Written instruction
Rewrite the stretch of lines from the start through the line containing "162L0 159L0 169L256", changing every "Mark" to "Outline" and leaving everything else as it is. Omit the pictures from your answer.

Data for processing
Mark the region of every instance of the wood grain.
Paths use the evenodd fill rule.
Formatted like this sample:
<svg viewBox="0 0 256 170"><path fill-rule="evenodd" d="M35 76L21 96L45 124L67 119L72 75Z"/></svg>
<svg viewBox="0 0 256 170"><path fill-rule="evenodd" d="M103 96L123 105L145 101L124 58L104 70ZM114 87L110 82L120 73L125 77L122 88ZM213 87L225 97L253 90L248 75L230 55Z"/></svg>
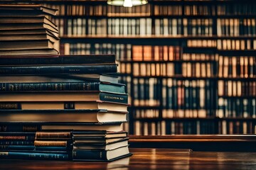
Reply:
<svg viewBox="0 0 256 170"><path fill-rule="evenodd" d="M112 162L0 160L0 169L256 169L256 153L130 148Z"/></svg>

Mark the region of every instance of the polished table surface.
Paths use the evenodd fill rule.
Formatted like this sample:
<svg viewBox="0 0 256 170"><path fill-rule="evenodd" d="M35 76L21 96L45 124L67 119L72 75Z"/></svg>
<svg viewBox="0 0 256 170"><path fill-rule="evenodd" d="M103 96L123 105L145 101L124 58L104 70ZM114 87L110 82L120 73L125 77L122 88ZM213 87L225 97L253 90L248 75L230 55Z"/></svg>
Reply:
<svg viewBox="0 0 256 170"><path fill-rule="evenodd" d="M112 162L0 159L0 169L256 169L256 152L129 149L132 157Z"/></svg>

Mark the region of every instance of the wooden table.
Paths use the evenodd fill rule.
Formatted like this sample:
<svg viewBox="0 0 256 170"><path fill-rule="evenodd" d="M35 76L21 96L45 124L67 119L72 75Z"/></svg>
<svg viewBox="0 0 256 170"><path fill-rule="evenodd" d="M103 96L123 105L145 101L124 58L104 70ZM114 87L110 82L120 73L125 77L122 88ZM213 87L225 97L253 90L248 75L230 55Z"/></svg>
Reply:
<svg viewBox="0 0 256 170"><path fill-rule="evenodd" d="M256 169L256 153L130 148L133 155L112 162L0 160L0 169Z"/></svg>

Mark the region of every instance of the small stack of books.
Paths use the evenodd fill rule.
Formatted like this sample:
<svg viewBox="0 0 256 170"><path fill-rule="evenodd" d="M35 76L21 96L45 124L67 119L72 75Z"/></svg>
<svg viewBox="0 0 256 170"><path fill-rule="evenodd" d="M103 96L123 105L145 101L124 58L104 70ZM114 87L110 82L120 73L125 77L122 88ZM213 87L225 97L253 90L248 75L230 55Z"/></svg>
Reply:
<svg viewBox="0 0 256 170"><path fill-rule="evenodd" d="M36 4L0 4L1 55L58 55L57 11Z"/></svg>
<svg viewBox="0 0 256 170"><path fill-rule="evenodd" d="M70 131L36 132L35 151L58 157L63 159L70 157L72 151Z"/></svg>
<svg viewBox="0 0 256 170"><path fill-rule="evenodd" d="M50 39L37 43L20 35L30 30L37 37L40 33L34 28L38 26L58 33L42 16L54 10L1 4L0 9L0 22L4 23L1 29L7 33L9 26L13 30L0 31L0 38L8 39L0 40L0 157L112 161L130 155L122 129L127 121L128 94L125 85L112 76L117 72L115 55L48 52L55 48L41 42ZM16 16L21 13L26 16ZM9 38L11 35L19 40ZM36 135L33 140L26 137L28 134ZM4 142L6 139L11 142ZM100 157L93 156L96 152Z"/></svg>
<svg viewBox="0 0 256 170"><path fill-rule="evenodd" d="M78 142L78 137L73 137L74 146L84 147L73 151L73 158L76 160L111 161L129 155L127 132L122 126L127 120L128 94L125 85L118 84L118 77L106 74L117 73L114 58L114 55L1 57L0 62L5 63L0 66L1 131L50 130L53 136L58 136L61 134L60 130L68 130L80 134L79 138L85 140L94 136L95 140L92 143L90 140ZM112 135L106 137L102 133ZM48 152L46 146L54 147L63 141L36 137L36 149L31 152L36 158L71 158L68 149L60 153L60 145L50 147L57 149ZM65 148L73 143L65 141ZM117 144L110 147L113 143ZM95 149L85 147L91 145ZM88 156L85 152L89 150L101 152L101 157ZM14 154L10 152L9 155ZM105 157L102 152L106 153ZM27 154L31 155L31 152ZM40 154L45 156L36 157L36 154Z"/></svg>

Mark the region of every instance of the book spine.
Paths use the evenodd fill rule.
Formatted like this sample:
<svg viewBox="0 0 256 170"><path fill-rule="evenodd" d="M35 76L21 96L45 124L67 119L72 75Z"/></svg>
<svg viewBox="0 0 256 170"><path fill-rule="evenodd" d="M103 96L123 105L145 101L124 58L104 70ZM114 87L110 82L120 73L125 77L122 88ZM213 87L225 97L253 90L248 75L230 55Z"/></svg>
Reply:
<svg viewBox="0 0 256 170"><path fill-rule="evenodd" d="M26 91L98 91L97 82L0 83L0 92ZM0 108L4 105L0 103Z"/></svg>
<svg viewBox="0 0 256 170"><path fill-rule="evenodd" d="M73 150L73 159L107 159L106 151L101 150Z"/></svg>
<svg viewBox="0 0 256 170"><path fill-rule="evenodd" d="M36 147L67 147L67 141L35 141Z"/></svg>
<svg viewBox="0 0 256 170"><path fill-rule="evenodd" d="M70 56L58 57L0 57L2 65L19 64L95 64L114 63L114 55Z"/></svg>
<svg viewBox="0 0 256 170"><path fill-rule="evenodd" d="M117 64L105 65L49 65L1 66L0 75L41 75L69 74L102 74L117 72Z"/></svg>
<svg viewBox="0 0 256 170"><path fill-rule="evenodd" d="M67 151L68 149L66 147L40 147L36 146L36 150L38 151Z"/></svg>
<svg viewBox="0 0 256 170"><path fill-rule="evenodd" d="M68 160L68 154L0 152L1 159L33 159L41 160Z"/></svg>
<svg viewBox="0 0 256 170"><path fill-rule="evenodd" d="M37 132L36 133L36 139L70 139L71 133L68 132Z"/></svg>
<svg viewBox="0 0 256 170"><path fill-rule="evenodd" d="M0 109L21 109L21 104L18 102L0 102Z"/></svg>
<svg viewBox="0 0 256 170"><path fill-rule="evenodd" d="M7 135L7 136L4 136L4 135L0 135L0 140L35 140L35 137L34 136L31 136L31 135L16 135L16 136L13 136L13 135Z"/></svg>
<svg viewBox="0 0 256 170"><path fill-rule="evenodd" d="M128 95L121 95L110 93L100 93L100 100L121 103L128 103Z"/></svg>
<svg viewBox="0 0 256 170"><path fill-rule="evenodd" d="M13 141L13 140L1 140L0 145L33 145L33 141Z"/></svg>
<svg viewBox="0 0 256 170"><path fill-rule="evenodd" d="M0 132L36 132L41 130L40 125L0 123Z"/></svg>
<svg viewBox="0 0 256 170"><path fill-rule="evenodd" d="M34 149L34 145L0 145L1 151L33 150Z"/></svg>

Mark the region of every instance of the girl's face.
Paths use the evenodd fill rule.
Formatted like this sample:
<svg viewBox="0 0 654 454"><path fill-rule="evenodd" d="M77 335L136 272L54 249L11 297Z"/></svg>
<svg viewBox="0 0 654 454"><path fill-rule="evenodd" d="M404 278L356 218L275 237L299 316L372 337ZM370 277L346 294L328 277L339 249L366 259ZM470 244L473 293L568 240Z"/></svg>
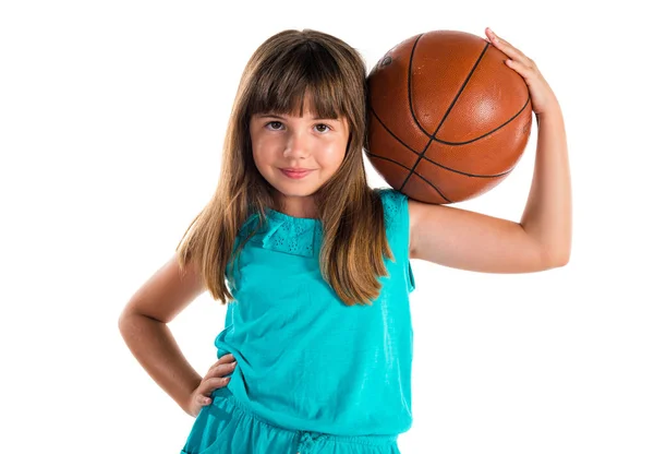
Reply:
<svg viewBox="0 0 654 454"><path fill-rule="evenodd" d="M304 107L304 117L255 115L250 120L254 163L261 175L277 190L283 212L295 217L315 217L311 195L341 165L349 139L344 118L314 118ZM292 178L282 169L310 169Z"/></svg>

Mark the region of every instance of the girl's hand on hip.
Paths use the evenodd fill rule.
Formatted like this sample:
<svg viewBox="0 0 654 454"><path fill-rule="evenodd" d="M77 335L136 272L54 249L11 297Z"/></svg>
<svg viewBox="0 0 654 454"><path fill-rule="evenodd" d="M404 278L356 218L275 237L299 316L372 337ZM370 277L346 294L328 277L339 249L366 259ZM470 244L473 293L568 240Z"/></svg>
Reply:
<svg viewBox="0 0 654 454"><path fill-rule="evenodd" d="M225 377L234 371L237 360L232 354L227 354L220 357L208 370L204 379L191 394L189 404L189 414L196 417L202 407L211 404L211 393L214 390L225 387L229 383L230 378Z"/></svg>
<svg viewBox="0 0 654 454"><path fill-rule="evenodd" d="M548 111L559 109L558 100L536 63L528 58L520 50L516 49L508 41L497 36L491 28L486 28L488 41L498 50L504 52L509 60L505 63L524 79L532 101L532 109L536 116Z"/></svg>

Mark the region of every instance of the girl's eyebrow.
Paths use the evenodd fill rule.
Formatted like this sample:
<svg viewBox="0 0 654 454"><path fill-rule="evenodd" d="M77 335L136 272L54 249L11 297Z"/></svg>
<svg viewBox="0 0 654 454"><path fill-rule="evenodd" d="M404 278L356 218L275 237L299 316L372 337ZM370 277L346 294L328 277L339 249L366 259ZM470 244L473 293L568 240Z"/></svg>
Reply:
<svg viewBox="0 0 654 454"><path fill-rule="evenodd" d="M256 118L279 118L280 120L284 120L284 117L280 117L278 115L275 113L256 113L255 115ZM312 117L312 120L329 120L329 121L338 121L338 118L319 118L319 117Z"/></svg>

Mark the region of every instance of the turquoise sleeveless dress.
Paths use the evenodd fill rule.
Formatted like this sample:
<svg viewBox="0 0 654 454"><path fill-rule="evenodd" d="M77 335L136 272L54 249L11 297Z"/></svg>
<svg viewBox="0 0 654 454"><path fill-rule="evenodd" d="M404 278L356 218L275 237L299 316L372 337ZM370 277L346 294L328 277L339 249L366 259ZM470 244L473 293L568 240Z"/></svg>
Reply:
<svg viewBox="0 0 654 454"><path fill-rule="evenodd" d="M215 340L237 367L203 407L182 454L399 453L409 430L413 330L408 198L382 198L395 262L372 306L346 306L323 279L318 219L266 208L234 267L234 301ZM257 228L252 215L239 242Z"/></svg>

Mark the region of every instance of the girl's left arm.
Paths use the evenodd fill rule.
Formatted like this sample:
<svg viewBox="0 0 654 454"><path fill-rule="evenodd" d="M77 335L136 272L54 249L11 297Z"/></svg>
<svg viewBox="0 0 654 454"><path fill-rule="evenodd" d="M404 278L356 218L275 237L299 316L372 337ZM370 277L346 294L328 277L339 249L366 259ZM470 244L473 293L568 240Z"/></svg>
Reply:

Solution below
Outline the region of every instance of the wood grain.
Paths use the evenodd fill rule.
Formatted like this sample:
<svg viewBox="0 0 256 170"><path fill-rule="evenodd" d="M35 76L21 96L45 124L67 119L72 75Z"/></svg>
<svg viewBox="0 0 256 170"><path fill-rule="evenodd" d="M103 96L123 105L145 101L124 58L104 70ZM114 87L110 82L120 73L125 77L122 88ZM213 87L225 97L253 90L248 75L230 55Z"/></svg>
Reply:
<svg viewBox="0 0 256 170"><path fill-rule="evenodd" d="M112 162L0 160L0 169L256 169L256 153L130 148Z"/></svg>

Outline the region of every instance of the polished table surface.
Paths use the evenodd fill rule.
Formatted like this sample:
<svg viewBox="0 0 256 170"><path fill-rule="evenodd" d="M35 76L21 96L45 124L67 119L72 75Z"/></svg>
<svg viewBox="0 0 256 170"><path fill-rule="evenodd" d="M103 96L123 105L145 101L124 58L104 70ZM114 87L110 82L120 73L125 77L122 88ZM213 87L225 97L253 90L248 75L230 55Z"/></svg>
Reply:
<svg viewBox="0 0 256 170"><path fill-rule="evenodd" d="M112 162L0 159L0 169L256 169L256 152L129 149L132 157Z"/></svg>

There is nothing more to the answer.